== DOCUMENT EXTRACT ==

2. Don’t Start with a Drag-and-Drop Flow Builder

Pipecat Flows does offer a visual editor for designing conversation flows, and many voice AI platforms lead with drag-and-drop builders as a key feature. It’s tempting to start there — the visual representation feels intuitive and promises faster iteration.

Resist that temptation, at least initially.

In our experience, every voice agent ends up being different enough that generic, visually-designed flows break down quickly. Once you start handling real calls, you’ll discover edge cases that require:

  • Custom validation logic in function handlers
  • Dynamic branching based on external API responses
  • Subtle prompt adjustments for specific conversation states
  • Error handling that varies by context

UI-based flow builders make simple changes easy, but they make complex changes hard. You’ll find yourself fighting the tool instead of solving the problem.

Code-based flows also have a critical advantage: they’re testable. You can write unit tests for individual nodes, integration tests for conversation paths, and regression tests that catch breaking changes before they hit production. With visual builders, testing is often an afterthought — or not possible at all.

Our recommendation: start with code-defined flows that solve your specific use case. Get them working with real users. Once you understand the patterns and edge cases, you can consider moving stable, well-understood flows into a visual editor for non-developers to maintain.

The visual editor is valuable — just not as a starting point.


3. Always Confirm Data by Repeating It Back

In a voice interface, there’s no text field for users to review before submitting. They can’t see what the system heard. This makes confirmation essential — you must repeat back what you captured and get explicit confirmation before proceeding.

This matters because both sides of the conversation are error-prone:

  • STT makes mistakes: Speech-to-text engines misinterpret pronunciation, especially with names, email addresses, and alphanumeric strings. Accents, background noise, and mumbling make it worse.
  • TTS makes mistakes: Text-to-speech engines can mispronounce individual characters. We’ve seen “Y” pronounced as “E” and “H” swallowed entirely in certain contexts.

Use the NATO Phonetic Alphabet

For any important alphanumeric data — usernames, passwords, confirmation codes — spell it out using the NATO phonetic alphabet: “j as in Juliet, s as in Sierra, m as in Mike…”

This dramatically reduces errors compared to just saying the letters, which often sound similar (“Was that ‘S’ or ‘F’? ‘M’ or ‘N’?”).

Stick to the standard NATO words. Don’t reinvent the wheel by making up your own phonetic mappings. The standard alphabet — Alpha, Bravo, Charlie, Delta, and so on — exists because these words were specifically chosen for clarity across accents, languages, and audio conditions. People recognize them. Only deviate if you have a genuine reason, such as a word that your TTS engine consistently mispronounces.

===
== MATERIAL PROVIDED ==

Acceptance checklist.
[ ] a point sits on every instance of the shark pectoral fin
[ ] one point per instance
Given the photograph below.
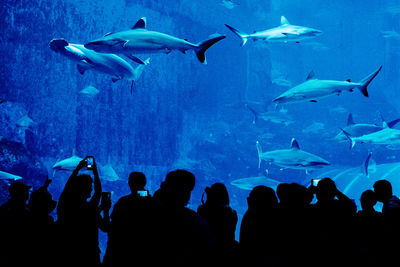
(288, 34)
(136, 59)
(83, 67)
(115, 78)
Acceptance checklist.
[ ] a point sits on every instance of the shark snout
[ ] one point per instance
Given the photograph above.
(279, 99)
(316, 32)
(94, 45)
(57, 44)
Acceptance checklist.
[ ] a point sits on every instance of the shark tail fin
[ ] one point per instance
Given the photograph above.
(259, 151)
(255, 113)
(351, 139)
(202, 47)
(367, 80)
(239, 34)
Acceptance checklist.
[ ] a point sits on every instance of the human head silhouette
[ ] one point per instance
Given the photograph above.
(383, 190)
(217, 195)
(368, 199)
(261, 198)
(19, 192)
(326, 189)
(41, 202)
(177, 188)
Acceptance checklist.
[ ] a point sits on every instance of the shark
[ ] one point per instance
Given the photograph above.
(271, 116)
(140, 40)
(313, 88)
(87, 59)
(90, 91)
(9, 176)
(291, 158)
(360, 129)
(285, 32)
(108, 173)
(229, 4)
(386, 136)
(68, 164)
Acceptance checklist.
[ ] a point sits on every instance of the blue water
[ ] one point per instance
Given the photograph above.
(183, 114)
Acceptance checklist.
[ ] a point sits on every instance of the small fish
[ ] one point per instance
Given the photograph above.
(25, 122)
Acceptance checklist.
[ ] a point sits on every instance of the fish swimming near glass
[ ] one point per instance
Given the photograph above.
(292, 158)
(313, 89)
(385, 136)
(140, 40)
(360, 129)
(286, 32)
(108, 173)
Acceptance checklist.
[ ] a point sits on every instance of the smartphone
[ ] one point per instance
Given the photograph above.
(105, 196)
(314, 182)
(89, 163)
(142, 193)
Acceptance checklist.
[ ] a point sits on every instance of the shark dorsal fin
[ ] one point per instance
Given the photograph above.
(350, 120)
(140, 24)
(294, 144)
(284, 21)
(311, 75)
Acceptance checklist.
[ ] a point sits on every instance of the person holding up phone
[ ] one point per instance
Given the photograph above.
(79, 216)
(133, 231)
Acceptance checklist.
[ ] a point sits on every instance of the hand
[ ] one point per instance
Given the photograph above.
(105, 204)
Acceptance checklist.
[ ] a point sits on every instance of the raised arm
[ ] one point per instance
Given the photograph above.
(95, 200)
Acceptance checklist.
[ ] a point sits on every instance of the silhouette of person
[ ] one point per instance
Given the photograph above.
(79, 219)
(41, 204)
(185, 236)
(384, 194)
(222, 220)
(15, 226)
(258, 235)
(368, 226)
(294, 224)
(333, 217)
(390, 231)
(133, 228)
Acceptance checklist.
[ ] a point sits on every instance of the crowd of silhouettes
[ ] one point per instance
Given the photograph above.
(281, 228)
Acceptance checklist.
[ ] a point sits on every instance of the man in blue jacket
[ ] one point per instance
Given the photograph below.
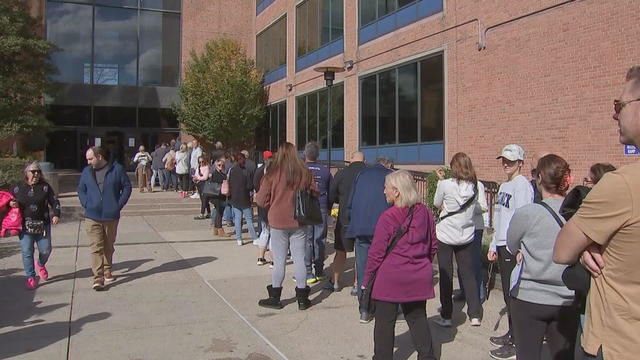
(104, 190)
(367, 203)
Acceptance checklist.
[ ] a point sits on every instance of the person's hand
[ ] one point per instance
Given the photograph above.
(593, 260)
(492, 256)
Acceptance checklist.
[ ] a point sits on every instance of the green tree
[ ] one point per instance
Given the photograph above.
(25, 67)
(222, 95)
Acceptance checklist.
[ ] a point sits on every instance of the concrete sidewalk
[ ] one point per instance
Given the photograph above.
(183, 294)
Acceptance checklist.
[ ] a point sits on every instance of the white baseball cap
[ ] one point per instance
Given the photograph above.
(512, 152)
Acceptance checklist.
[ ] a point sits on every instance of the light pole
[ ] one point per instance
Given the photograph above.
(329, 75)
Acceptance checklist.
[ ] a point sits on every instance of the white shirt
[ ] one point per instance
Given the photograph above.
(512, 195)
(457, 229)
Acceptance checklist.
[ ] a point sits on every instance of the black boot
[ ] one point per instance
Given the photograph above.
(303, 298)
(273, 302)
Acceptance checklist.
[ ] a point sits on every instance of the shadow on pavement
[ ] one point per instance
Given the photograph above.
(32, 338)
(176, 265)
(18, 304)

===

# HOW TO COMPLETE THIS TASK
Write the next part of the advice on building voice AI agents, starting right after its final sentence about TTS mispronunciation.

# RESULT OF THE TASK
Prefer Numeric Identifiers

Wherever possible, ask for numeric IDs instead of usernames or email addresses. In our case, we ask for the student ID rather than their username or email. STT engines make significantly fewer mistakes transcribing numbers than alphanumeric strings.

Keep Passwords Simple

When generating temporary passwords, use the minimum complexity required by the system. If the policy requires one special character, use exactly one — not three. Fewer special characters means fewer opportunities for TTS mispronunciation and user confusion.

Also add the ability to repeat passwords slowly, character by character. Users will ask for this, and complex passwords often need to be heard more than once.

Ask Only for What You Need

Every piece of information you collect is an opportunity for error. If you don’t strictly need a data point, don’t ask for it. Shorter interactions have fewer failure modes.


4. Invest in Your Admin Portal

This might surprise you: roughly 50% of our development effort goes into the admin portal — not the voice agent itself. Internal tooling, conversation review, configuration management, and debugging interfaces are just as important as the call-handling code.

Most teams underinvest here. When I interview developers who’ve built voice agents, I ask what they learned from real interactions. Most struggle to answer, or admit their teams spent very little time on admin tooling. Without good internal tools, you’re flying blind.

Turn-Level Conversation Analysis

The biggest unlock is viewing conversations at the turn level. A turn is a single back-and-forth exchange: the user speaks, the system processes, the bot responds. Each turn can involve multiple steps — STT transcription, LLM inference, function calls, TTS generation.

For every turn, capture:

  • Timestamps: When did the user start speaking? Stop speaking? When did the bot start and stop?
  • Transcripts: What did STT hear? What did the LLM generate?
  • Function calls: Which functions were invoked, with what parameters, and what did they return?
  • Latency breakdown: How long did each step take?
  • Token counts: How many tokens were used for this turn and cumulatively for the conversation?

Once you have turn-level demarcation, debugging becomes dramatically easier. Instead of listening to a 3-minute call trying to find the problem, you can jump directly to the turn where things went wrong.

Turn-Level Replay and Testing

Beyond just viewing turns, build the ability to replay individual turns directly from the admin portal. For any turn in a past conversation, let users re-run that exact turn — same input, same context — and see what the LLM produces.

This is invaluable for debugging because:

  • LLMs are non-deterministic: Running the same turn multiple times shows you whether the model behaves consistently or produces different outputs
  • Isolated testing: You can test a specific problematic turn without replaying the entire conversation
  • Prompt iteration: When refining prompts, you can re-run historical turns to see if your changes improve behavior

This feature alone has saved us countless hours of debugging. Instead of guessing why a call went wrong, we can replay the exact turn and watch the LLM’s behavior.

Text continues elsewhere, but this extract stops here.